On 12/08/2019 09:00, Jan Beulich wrote:
> On 09.08.2019 19:16, Andrew Cooper wrote:
>> --- a/docs/misc/xen-command-line.pandoc
>> +++ b/docs/misc/xen-command-line.pandoc
>> @@ -1914,7 +1914,7 @@ By default SSBD will be mitigated at runtime
>> (i.e `ssbd=runtime`).
>>   ### spec-ctrl (x86)
>>   > `= List of [ <bool>, xen=<bool>,
>> {pv,hvm,msr-sc,rsb,md-clear}=<bool>,
>>   >              bti-thunk=retpoline|lfence|jmp,
>> {ibrs,ibpb,ssbd,eager-fpu,
>> ->              l1d-flush,l1tf-barrier}=<bool> ]`
>> +>              l1d-flush,stale-seg-clear,l1tf-barrier}=<bool> ]`
>>     Controls for speculative execution sidechannel mitigations.  By
>> default, Xen
>>   will pick the most appropriate mitigations based on compiled in
>> support,
>> @@ -1986,6 +1986,12 @@ Irrespective of Xen's setting, the feature is
>> virtualised for HVM guests to
>>   use.  By default, Xen will enable this mitigation on hardware
>> believed to be
>>   vulnerable to L1TF.
>>   +On all hardware, the `stale-seg-clear=` option can be used to
>> force or prevent
>> +Xen from clearing the microarchitectural segment register copies on
>> context
>> +switch.  By default, Xen will choose to use stale segment clearing
>> on affected
>> +hardware.  The clearing logic is tuned to microarchitectural details
>> of the
>> +affected CPUs.
>> +
>>   On hardware vulnerable to L1TF, the `l1tf-barrier=` option can be
>> used to force
>>   or prevent Xen from protecting evaluations inside the hypervisor
>> with a barrier
>>   instruction to not load potentially secret information into L1
>> cache.  By
>
> Purely out of curiosity: Is there a reason both insertions happen between
> two pre-existing sub-options, not after all of them?
━━━━━━━━━━━━━━━━━━━━
_WHAT YOU ARE ASKED TO DO:_
According to the patch discussion, what is Xen's default behavior regarding stale segment clearing? The entries that follow come from a separate source unrelated to the patch discussion.
━━━━━━━━━━━━━━━━━━━━
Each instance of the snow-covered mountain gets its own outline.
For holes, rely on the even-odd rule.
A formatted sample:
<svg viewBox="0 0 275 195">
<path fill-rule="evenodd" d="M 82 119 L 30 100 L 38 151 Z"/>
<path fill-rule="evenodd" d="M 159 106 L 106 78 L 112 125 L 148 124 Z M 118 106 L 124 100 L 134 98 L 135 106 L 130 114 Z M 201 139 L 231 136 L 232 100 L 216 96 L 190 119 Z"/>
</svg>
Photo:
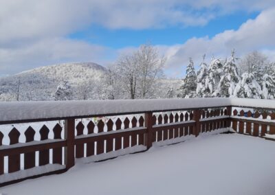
━━━━━━━━━━━━━━━━━━━━
_OUTPUT OF THE EXERCISE:_
By default, Xen uses stale segment clearing on affected hardware.